Exercise instructions:
Give only the number of lines in the records that contain the string "knit", counting a match only when its letter case is the same.

— Start Items —

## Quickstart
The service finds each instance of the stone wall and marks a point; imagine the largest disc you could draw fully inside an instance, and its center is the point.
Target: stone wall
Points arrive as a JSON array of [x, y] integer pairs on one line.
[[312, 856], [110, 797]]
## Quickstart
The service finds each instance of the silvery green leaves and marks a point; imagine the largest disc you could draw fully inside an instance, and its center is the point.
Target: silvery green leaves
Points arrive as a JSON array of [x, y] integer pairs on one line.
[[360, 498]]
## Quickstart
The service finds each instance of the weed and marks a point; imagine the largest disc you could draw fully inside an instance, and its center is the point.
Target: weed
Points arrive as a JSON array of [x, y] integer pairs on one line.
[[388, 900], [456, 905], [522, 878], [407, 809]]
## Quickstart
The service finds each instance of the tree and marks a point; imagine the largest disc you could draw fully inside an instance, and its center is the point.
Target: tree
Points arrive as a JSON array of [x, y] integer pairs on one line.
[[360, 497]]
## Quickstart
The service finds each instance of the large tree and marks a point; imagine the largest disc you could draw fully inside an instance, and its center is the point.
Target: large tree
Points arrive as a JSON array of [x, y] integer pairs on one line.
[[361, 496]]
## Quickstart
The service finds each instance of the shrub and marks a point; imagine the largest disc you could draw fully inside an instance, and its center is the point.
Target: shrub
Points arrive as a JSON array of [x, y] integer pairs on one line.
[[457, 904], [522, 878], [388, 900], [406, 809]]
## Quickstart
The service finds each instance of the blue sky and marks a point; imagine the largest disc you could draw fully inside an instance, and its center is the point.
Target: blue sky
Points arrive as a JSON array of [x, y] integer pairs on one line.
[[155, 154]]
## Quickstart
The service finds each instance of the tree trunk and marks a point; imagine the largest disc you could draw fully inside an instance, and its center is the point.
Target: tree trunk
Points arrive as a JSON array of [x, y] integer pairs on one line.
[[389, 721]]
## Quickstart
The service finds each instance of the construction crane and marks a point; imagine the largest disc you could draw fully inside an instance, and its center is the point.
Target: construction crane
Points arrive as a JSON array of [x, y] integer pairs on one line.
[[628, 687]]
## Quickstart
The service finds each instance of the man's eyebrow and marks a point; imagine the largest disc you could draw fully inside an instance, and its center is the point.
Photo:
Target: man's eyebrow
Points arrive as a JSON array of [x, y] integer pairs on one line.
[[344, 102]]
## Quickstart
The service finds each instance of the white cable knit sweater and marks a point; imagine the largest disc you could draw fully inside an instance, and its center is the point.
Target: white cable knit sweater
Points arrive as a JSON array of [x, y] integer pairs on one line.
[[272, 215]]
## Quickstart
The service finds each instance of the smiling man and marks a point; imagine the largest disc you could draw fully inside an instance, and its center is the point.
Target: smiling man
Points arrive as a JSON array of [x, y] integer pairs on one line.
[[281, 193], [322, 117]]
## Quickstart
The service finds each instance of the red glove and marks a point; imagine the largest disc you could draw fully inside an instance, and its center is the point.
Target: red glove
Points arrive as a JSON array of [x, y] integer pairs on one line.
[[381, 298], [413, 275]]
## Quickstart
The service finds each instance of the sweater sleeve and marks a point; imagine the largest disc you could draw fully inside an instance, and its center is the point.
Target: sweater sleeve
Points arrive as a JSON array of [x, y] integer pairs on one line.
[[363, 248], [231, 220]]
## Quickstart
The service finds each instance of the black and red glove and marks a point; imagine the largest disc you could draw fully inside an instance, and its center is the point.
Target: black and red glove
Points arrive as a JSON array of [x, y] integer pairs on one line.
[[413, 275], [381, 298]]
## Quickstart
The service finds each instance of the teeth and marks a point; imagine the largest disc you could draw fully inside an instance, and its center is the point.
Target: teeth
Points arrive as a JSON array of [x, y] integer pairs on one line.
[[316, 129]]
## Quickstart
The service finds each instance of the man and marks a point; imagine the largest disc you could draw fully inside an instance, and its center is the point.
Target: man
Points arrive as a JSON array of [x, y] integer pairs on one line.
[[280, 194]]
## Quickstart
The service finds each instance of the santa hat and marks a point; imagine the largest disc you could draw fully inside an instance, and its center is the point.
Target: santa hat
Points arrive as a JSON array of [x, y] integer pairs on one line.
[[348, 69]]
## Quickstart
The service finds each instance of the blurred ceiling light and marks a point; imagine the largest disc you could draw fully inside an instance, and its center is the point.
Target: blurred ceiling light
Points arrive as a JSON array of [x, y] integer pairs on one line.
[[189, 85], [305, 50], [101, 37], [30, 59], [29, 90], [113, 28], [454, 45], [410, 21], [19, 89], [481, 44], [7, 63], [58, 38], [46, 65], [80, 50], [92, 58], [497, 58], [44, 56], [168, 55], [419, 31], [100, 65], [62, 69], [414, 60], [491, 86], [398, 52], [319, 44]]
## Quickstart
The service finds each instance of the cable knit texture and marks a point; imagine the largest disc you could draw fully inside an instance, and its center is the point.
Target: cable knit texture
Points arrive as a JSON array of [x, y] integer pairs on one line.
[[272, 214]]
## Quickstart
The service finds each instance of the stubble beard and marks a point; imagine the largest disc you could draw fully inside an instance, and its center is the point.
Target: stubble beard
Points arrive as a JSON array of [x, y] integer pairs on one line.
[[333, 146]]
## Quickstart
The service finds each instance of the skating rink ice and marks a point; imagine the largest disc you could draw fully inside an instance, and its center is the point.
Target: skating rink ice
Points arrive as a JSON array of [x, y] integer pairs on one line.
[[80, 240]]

— End Items —

Right answer:
4